Then, a few days later, suddenly he kept shutting his eyes and leaning his little mop top head against the cage bars, like he had no energy.
I began to worry.
The next morning when I got him up, he seemed to have lost the coordination that enabled him to hop or fly from perch to perch, and he kept tumbling onto the cage floor. This went on for most of the day, along with prolonged bouts of sleeping in the corner.
Friday morning he was worse, and could not move from the bottom of the cage … he looked at me, with bright eyes, and he seemed puzzled by his lack of mobility as he kept trying and trying to move around his cage with no success. Worried, perplexed, and sobbing uncontrollably over Buddy’s behavior, I asked my dear friend Marge if she could take us to the vet. The consensus was that he had suffered a stroke and we had him euthanized on Friday morning. I will pick up his ashes after the holidays are over.

▶ _TASKS TO CARRY OUT_
**a.** Summarize the passage about Buddy in two sentences.
**b.** Carry the passage about Buddy forward from its final sentence.
The items below were drawn from a separate source and are unrelated to the passage about Buddy.

▶ _MATERIAL_
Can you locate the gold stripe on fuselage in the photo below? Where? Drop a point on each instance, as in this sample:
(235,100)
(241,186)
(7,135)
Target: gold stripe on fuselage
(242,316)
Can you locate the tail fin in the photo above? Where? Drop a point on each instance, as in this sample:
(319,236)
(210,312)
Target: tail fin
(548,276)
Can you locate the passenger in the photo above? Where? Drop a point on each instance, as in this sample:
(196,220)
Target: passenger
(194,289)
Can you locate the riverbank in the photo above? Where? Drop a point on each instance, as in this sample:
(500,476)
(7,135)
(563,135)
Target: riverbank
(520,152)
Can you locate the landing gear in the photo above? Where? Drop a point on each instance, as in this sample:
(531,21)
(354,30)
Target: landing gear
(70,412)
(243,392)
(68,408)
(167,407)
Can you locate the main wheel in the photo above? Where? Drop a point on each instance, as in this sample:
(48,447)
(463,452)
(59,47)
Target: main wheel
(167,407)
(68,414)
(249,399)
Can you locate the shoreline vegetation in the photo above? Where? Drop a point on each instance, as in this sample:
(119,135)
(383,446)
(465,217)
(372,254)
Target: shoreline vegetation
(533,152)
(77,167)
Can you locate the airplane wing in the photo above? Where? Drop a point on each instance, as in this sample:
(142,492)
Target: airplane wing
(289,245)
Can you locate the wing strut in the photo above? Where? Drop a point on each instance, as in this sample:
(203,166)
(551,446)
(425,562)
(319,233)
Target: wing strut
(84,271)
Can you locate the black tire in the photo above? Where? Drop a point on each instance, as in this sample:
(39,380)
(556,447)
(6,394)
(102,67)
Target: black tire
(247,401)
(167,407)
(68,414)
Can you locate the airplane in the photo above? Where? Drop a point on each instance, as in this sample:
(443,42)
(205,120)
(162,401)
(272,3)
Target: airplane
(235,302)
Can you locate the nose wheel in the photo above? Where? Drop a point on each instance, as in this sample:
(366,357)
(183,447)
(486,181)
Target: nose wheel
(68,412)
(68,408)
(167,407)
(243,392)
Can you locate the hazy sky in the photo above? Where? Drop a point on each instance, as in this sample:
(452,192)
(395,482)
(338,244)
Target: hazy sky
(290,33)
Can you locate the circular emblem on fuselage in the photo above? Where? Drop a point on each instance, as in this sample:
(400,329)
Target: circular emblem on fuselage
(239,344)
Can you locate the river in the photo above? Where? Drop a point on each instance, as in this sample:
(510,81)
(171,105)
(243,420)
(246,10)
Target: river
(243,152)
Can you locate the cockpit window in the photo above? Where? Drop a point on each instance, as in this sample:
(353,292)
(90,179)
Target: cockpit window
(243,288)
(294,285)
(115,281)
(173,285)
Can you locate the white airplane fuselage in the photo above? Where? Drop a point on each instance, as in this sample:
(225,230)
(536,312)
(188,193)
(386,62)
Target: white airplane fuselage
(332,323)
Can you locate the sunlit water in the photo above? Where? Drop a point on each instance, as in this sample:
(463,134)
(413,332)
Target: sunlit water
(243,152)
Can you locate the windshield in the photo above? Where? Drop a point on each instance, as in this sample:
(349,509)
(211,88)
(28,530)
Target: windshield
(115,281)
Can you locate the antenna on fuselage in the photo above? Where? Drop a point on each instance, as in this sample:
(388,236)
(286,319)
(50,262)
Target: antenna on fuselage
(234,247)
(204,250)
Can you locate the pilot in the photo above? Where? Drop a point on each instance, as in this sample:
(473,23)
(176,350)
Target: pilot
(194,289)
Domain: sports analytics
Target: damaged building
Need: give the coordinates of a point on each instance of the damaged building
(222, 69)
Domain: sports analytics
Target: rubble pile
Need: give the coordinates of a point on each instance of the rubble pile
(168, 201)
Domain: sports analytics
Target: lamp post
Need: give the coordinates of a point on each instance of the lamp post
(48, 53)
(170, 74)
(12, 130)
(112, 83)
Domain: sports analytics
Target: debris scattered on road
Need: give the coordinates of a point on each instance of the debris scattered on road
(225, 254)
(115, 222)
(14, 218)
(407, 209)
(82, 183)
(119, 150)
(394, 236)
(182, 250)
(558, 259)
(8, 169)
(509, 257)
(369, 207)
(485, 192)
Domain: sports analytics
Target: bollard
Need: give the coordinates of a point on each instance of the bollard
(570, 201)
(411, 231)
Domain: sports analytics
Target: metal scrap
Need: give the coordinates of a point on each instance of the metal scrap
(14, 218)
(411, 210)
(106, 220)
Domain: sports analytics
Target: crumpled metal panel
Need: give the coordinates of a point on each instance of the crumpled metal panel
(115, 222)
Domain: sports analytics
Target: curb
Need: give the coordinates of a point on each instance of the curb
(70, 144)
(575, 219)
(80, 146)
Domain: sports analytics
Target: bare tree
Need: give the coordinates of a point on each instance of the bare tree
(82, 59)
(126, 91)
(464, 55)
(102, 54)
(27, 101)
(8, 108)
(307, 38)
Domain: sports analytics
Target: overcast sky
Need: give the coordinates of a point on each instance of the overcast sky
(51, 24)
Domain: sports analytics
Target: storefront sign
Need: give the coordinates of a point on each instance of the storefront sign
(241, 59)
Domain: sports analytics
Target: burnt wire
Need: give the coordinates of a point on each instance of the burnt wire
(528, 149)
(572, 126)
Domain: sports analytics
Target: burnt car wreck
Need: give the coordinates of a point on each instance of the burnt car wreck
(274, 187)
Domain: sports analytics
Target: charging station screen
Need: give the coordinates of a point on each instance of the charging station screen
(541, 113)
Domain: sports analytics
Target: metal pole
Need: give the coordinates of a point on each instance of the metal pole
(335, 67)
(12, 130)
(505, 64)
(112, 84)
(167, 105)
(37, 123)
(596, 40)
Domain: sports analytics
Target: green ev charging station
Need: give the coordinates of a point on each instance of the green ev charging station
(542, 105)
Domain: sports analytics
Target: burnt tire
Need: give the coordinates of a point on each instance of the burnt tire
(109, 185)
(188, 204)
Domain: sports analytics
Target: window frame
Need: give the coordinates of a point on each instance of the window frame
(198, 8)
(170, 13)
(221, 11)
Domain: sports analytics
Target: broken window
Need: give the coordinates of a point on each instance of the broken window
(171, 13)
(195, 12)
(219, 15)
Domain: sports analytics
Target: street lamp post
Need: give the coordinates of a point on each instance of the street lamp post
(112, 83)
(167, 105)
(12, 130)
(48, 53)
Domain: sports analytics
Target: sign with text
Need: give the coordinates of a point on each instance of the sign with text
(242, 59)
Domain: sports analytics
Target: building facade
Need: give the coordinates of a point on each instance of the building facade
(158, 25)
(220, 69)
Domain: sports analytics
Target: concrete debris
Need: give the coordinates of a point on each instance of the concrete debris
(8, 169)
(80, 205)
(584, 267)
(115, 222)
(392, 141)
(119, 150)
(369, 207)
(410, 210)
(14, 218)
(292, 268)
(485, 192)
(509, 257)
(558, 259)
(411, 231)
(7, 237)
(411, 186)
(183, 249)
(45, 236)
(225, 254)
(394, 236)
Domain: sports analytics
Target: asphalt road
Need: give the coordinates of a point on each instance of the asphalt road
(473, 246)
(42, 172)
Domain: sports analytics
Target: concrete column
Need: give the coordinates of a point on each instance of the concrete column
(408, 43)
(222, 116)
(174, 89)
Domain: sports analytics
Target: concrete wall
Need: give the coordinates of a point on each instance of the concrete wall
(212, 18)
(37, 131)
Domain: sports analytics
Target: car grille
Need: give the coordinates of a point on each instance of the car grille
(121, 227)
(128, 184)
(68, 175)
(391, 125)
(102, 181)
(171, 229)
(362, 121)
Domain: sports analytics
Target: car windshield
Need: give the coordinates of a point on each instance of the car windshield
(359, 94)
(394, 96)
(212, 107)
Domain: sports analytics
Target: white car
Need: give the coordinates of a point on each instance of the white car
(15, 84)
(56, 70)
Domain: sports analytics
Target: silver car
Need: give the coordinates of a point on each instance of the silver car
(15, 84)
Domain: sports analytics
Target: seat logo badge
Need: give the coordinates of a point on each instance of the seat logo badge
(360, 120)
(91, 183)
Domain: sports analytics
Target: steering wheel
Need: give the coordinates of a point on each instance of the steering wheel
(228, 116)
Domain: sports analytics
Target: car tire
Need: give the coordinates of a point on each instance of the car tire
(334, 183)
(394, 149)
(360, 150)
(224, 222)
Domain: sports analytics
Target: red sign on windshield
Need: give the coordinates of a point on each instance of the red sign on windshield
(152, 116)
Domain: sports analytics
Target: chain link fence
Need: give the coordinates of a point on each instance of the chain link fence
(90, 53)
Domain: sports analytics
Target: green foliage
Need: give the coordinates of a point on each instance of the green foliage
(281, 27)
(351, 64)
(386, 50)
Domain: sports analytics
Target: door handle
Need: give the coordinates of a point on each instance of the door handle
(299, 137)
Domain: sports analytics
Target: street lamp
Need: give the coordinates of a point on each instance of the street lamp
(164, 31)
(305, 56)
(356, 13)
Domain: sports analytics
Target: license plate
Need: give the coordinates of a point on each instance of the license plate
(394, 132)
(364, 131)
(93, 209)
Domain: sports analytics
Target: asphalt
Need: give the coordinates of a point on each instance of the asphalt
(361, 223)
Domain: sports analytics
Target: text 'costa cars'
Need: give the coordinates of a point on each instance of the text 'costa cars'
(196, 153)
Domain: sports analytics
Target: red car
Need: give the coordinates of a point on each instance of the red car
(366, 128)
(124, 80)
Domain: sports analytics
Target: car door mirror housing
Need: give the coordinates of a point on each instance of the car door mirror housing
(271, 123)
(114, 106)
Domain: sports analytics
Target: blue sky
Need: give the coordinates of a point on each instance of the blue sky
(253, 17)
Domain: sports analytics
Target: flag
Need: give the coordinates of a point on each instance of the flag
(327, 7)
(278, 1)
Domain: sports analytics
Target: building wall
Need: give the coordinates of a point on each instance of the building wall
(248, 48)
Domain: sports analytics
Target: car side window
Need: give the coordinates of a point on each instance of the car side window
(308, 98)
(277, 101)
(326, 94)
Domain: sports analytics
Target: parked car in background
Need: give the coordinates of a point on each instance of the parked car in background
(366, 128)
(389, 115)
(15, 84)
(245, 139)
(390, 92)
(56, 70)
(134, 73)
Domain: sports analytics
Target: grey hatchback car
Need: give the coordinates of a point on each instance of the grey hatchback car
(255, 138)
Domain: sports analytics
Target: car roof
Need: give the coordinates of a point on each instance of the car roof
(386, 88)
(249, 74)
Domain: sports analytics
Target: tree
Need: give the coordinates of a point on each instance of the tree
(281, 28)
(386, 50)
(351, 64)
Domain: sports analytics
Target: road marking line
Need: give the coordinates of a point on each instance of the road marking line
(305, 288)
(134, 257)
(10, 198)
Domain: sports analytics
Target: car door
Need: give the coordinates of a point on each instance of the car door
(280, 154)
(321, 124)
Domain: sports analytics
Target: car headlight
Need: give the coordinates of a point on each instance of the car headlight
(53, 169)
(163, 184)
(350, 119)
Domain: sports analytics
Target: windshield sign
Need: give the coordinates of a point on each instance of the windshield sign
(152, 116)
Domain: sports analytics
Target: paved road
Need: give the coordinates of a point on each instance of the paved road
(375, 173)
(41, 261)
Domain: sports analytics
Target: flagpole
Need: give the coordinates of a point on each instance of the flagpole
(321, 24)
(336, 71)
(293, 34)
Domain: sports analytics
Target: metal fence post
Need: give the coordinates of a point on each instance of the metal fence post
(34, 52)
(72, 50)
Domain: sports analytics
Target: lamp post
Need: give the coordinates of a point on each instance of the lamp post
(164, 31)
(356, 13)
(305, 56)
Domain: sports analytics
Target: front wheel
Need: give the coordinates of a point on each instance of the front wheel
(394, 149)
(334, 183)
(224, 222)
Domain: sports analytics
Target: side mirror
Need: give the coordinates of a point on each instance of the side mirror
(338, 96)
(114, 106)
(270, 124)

▶ _RESULTS BY TASK_
**a.** Buddy became listless and then lost his coordination, tumbling to the cage floor and sleeping for long stretches, until by Friday morning he could not move from the bottom of the cage. Sobbing, the narrator asked a friend, Marge, for a ride to the vet, where the consensus was that Buddy had suffered a stroke, and he was euthanized on Friday morning.

**b.**
There is an expression that good things come in small packages – this little bird captured my heart and had me wrapped around his foot. I am sad as I sit at my computer and no longer feel his presence as he sat on the butcher block, only a few feet from me. There is now an empty spot in the corner. Several times in the last few days I have forgotten myself while sitting here and called to him out of force of habit. I interacted with him constantly … but this time there is no peep as a response.
All God’s creatures, no matter how large or small fill our hearts with joy.
Rest in peace Buddy … you are missed.
I am including two of my favorite pictures of Buddy taken shortly after I got him in December 2010, as well as an excerpt from “Lend Me A Bird” … the words give me some comfort at this time.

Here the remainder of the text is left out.